Is it now considered okay for science to be corrupt?

Read that question again, but carefully. It’s not about whether it’s corrupt, we always knew an element of that was forever there, but whether that’s now considered to be acceptable, and I suppose as a corollary, acceptable to scientists themselves. Know wot I mean Guv? Wink, wink, nod, nod, say no more. Par for the course, part of the game, same ole same ole, yet another bunch of snake oil salesmen selling their wares.

Call me old, call me retro but it simply isn’t okay. It really ain’t.

Just this week, a scandal broke via yet another leaked communication that even on the most charitable interpretation, showed scientists colluding to orchestrate the banning of an insecticide which was supposed to be harmful to bees, even though they hadn’t done any conclusive research on the chemical in question. They just knew.

Those people weren’t doing any sort of science I’d recognise. I don’t know these people, I’ve no understanding of them, they’re strangers in our house. They were just planning the simultaneous publication of mutually supportive papers, all of which would come to a predetermined conclusion, before passing the ball on to various green campaigning organisations to raise the issue up the political ladder and get a ban into force. They of course got their ban and we’re now in the second year of it.

_ _ _ _

Requests:
A. In the essay on corruption in science, what did the scientists collude to get banned?
B. In the essay on corruption in science, list every phrase in the sentence that begins "Par for the course."
C. Resume the essay on corruption in science after its last sentence.
The labeled-box data plays no part in this.

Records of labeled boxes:
_ _ _ _

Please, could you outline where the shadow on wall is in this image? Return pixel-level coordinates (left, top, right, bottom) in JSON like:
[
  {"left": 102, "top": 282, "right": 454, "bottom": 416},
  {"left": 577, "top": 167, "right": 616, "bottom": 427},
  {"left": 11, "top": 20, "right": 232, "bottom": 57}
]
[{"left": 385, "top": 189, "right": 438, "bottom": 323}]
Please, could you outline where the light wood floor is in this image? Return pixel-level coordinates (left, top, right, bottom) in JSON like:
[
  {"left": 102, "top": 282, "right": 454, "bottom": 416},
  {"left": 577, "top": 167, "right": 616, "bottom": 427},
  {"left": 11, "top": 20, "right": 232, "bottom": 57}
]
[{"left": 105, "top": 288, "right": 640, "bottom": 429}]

_ _ _ _

Responses by task:
A. An insecticide that was supposed to be harmful to bees.

B. Par for the course; part of the game; same ole same ole; yet another bunch of snake oil salesmen selling their wares

C.
The pesticide in question was what’s termed a targeted one; it only killed off specific insects who were harmful to certain crops. Having been denied a sniper insecticide, farmers were obliged to fall back on the more indiscriminate napalm types of killemallchemos which zapped the ass of everything that hops, skips or chirps, but yields of crops like rapeseed have still plunged by 30% because of insect predation that should never have happened. Less of it means more of a price, so Joe the Schmo consumer ends up footing the bill as usual and we’ve yet again ended up flame throwing our way through the lilies of the field courtesy of the environmental movement. You absolutely couldn’t make shite like this up.

The hosanna bit is that bee populations have miraculously recovered within the EU where the chemical was banned, but they’ve also recovered outside the EU as well. You don’t have to be an Einstein to figure out there’s a bijou problemette on the cause and effect front. Of course, having a “cause” is the real problem. They’d happily come up with reason after reason to get all insecticides banned because they just know it’s all wrong. Sorting out the starvation because of the resultant undoubling or untripling of crop yields we’ve had over the last few decades would of course be a problem for the global capitalists, swine that they are.

If what they did was a crime, well, it’s a victimless one, innit?

On any sensible reading of the leaked notes by anyone over the age of nine and three-quarters, it’s obvious what’s being done but upon the story breaking, all of the culprits implicated just denied any wrongdoing and are no doubt beavering away on their next “science” project. Was there some sort of outcry from the science establishment? A condemnation from on high by some heavyweight of science? A peep? From anyone?

The silence was mega decibel high.

Silence?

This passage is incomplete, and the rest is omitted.